> **Annotation dataset entries**:
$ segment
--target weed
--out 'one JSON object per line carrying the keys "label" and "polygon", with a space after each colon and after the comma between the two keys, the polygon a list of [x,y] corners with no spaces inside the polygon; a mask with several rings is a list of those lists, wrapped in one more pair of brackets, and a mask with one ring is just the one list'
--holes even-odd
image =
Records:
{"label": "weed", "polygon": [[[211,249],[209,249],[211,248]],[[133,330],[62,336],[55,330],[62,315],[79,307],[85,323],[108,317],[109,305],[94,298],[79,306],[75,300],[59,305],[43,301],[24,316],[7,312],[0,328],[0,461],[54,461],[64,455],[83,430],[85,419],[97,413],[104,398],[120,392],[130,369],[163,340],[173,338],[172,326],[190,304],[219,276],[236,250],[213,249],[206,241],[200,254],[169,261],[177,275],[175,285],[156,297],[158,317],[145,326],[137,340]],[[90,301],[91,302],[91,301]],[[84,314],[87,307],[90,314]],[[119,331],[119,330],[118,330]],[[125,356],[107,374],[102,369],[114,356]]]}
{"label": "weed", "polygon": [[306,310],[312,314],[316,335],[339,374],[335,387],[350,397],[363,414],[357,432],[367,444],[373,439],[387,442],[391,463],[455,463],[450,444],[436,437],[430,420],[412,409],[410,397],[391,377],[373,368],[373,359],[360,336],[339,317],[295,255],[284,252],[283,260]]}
...
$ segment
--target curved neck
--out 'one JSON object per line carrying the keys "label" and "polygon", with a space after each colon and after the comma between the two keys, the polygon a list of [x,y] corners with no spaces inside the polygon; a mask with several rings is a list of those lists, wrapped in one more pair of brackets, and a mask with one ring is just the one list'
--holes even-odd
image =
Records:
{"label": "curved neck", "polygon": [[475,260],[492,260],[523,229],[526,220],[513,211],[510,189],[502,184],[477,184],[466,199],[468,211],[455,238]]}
---
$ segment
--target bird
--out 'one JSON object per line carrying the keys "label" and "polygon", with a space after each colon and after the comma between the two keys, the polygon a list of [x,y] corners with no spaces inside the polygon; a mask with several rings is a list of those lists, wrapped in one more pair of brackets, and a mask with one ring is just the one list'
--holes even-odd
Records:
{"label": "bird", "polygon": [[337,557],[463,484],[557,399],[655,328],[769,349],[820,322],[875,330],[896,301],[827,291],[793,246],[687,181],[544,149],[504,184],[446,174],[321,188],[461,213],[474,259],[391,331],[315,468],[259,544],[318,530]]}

> **Given task**:
Locate each line in the entries above that contains the string "target" and copy those lines. Treat uppercase and lowercase as different.

> **Response below**:
--target weed
--target curved neck
--target bird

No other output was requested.